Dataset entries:
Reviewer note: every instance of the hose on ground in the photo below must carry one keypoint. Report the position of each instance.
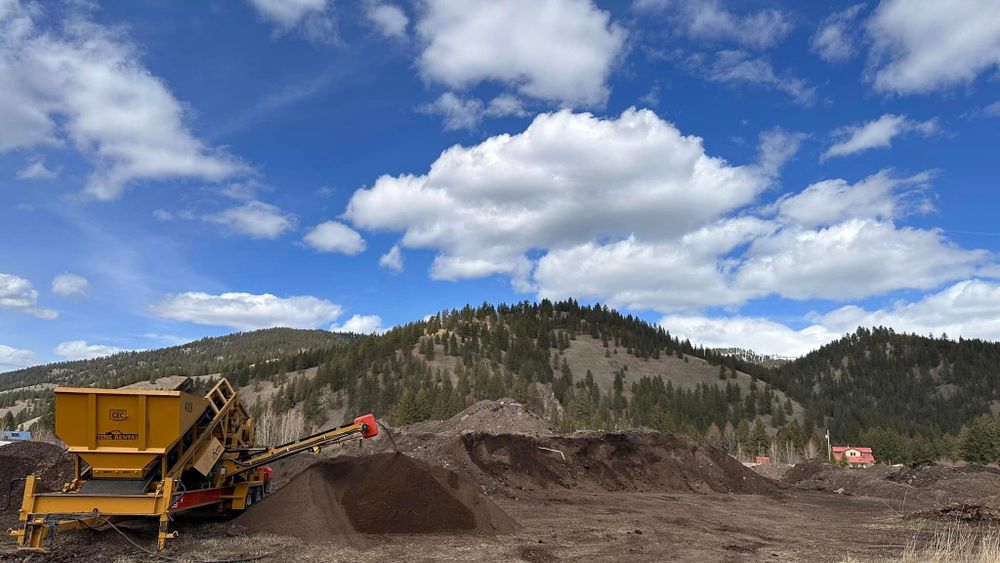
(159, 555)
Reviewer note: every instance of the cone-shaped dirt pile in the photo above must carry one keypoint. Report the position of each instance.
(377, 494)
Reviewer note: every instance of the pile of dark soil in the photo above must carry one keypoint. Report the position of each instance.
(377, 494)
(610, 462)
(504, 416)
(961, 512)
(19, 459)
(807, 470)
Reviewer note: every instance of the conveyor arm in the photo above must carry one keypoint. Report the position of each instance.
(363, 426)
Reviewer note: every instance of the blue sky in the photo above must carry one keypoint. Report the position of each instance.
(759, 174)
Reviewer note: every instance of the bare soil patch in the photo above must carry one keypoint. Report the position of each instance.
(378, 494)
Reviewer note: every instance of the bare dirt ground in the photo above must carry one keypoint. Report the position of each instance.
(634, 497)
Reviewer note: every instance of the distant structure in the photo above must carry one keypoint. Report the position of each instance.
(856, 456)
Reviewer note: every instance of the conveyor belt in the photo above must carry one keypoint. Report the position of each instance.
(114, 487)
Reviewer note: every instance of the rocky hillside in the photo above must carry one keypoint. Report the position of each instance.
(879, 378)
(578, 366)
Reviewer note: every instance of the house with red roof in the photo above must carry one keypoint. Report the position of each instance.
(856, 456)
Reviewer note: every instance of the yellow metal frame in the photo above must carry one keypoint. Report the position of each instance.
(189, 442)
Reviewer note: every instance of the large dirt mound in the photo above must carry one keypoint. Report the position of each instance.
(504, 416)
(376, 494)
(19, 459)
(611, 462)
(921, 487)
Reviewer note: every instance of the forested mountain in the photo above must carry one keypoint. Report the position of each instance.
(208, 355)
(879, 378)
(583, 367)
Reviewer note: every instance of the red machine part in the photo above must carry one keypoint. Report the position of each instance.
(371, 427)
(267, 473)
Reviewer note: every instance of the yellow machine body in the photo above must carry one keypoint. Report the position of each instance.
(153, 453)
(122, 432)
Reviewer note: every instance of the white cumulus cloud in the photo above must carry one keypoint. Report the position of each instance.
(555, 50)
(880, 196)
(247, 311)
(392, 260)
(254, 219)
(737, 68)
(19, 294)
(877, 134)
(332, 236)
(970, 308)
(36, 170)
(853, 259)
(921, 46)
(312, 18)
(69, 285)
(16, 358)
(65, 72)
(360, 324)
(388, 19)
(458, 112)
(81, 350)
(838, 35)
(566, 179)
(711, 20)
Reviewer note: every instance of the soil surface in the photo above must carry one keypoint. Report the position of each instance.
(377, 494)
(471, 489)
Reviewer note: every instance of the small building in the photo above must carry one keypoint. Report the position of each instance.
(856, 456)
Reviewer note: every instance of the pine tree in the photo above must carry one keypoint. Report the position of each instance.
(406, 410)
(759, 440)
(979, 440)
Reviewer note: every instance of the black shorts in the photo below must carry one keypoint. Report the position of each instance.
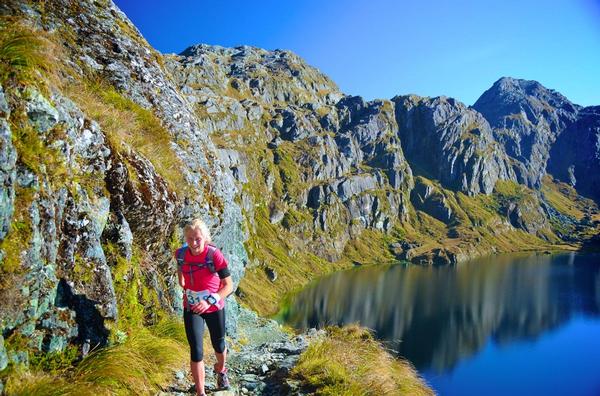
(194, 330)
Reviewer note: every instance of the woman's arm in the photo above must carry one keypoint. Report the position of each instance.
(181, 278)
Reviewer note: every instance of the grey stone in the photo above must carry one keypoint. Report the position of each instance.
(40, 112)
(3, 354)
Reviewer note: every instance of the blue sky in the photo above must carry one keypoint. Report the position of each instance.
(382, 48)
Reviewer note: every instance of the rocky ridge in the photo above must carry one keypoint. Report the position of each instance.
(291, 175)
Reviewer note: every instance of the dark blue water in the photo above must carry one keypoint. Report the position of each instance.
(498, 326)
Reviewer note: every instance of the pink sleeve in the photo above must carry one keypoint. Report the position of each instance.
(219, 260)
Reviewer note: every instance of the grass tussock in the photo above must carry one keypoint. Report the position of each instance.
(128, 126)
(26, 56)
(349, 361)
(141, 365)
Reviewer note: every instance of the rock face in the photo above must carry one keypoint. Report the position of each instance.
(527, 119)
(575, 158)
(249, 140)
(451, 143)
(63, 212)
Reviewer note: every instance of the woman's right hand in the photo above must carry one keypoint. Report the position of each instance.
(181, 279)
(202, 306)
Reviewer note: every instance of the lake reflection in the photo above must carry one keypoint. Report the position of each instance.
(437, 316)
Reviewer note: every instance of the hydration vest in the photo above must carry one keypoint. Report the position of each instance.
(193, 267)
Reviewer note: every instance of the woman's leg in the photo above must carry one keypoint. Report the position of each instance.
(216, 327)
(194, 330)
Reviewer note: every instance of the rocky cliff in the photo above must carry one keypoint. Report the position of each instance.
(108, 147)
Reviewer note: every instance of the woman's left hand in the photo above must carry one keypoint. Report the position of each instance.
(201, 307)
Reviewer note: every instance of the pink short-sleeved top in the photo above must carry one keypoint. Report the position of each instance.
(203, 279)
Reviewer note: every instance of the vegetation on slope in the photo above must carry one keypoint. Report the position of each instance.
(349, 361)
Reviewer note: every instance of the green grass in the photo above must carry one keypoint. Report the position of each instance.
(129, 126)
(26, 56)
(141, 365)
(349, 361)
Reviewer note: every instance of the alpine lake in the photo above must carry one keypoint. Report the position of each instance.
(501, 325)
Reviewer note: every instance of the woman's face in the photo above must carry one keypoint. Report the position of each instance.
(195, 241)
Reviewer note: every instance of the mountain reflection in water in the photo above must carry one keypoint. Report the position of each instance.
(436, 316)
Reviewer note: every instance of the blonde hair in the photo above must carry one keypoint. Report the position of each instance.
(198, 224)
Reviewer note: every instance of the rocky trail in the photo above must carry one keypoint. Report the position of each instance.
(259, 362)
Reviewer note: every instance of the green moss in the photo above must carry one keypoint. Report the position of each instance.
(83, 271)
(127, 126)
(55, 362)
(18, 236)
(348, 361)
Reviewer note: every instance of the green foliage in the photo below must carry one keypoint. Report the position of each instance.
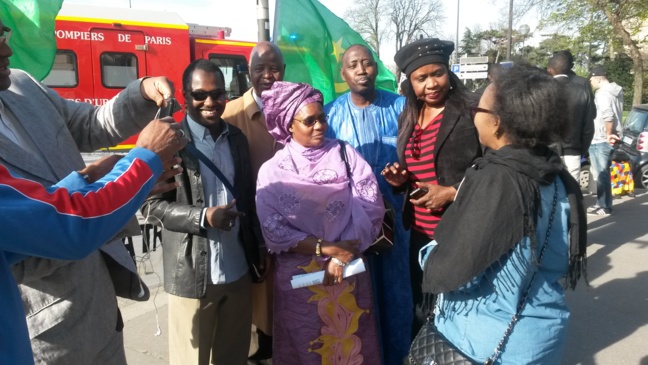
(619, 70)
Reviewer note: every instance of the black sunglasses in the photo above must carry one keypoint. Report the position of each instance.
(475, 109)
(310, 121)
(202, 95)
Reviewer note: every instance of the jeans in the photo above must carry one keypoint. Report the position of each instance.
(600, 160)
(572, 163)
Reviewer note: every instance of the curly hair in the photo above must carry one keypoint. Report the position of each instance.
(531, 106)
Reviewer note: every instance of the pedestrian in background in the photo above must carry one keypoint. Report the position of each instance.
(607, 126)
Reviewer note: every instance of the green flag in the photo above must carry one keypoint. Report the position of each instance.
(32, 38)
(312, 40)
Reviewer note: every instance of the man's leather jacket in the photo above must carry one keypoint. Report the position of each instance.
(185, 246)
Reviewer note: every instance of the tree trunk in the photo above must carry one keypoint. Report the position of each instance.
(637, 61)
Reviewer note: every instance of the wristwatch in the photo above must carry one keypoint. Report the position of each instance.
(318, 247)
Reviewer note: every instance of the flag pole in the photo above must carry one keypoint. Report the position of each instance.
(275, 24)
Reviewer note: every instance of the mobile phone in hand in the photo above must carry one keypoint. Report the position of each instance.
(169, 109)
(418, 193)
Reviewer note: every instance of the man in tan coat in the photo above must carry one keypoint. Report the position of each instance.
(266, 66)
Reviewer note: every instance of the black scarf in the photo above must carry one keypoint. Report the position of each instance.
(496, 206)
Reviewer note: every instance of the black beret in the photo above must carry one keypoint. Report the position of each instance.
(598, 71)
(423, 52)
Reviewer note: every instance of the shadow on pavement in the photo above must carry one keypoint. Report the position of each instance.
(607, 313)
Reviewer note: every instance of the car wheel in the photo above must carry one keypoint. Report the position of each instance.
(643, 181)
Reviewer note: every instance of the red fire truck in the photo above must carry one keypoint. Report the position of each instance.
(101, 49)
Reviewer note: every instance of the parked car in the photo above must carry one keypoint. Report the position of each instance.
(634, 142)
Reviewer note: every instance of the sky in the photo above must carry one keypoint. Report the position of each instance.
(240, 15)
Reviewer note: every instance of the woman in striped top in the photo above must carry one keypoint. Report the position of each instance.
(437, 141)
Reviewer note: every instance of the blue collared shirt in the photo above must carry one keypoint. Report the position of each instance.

● **Task to carry out**: The answer is a portion of the data. Write out exactly the line with "Reviewer note: every instance of the wristwatch" and all lines after it.

● **Result of this task**:
Reviewer note: every instance of the wristwatch in the photo above must carry one keypoint. Report the position of each instance.
(318, 247)
Reviewer note: every instance of the flag pole in the photo above must carry one keypoint. Report the position of each instance.
(275, 24)
Reviewer note: every instance of the mobile phone in hand in the photo above must carry one keypoint. Report the position of each instance.
(169, 109)
(418, 193)
Reviewer note: every instance of the man in tan coat in the photo above must carry one keypoint. Report the position of each instance.
(266, 66)
Reviewer note: every instance of the black scarf in the photo above must carry one keypoint. Report the position of each instance.
(496, 206)
Reviewer note: every instance of the black beret in the photo above must carry one keypoint. Report the position of each instance.
(598, 71)
(423, 52)
Reviewer note: every instance of the shadow on pavement in the photo above must carry one keypoint. Report the position of each instance.
(607, 313)
Reviewer note: every instance of the car wheel in the photo above must carry one keypoint. Report the position of each instance.
(643, 181)
Reviewer note: every instance of the red fire truck in the photo above must carry one keypoint. Report the position of each instance.
(101, 49)
Reviewer note: every instance of the parked car in the photo above must carry one keypoint. Report the position of each instance.
(634, 142)
Reviewer note: every instance of the sky in the photo above must carry one keypoint. Report the position of each instance.
(240, 15)
Reviewer note: every instance of the woman in striped top in the photo above must carry one keypoint. Report the position of each instance.
(437, 141)
Reviewer note: every instance of the blue collared shirt in the photo above must carry one keypoint. Report the position of each instance.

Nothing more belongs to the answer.